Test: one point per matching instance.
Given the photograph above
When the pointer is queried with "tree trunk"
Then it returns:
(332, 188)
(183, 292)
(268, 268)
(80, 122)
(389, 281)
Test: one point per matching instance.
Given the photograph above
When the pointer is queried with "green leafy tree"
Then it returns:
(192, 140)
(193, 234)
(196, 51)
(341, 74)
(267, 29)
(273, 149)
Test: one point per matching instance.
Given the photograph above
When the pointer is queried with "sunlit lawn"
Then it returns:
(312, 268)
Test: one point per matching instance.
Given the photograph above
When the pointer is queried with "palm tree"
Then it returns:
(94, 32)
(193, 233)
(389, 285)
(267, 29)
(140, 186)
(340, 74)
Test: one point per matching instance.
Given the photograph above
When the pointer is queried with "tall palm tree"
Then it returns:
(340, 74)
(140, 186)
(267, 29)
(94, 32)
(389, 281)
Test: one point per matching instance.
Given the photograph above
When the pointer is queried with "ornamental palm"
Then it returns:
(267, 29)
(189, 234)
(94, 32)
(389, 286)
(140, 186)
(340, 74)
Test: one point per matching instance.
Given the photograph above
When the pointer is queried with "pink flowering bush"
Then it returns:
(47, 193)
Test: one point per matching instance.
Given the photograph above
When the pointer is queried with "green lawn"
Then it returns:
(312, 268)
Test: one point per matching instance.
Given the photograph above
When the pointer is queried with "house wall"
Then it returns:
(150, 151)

What the exercise asks
Rewrite all of the entries above, swapping "pointer" for "locator" wherever it occurs and leaving every other line unchanged.

Final answer
Test: one point per matching instance.
Given the photograph above
When the locator is queried with "tree trunk"
Then it returns:
(332, 188)
(183, 292)
(268, 268)
(80, 122)
(389, 281)
Test: one point per matching instance.
Given the photograph above
When the locator is queried with "green leafy tree"
Then it returns:
(192, 140)
(193, 234)
(196, 51)
(341, 74)
(267, 29)
(273, 149)
Test: one point per matching instance.
Given the photograph above
When the locator is queried with "sunlit lawn"
Then it returns:
(312, 268)
Test: one point per matching instance.
Given the photograph above
When the locator is queried with "palm tree"
Then it returns:
(94, 32)
(193, 233)
(389, 285)
(267, 29)
(140, 186)
(340, 74)
Test: one point per matching instance.
Given the photograph above
When the locator is queried with "tall palm tree"
Then it returns:
(340, 74)
(140, 186)
(267, 29)
(94, 32)
(389, 281)
Test: one point per matching instance.
Given the photograph above
When the locator is queried with "ornamental palm"
Then it returns:
(267, 29)
(189, 234)
(94, 32)
(389, 286)
(140, 186)
(340, 74)
Test: one point per matching instance.
Given the photograph above
When the locator is queried with "pink flowering bush"
Then it returns:
(47, 193)
Test: one point per matching instance.
Given the photograph above
When the locator is queried with "green lawn"
Then it returns:
(312, 268)
Test: one point per matching instance.
Given the photograph above
When the locator is queried with "house wall"
Then it returns:
(150, 151)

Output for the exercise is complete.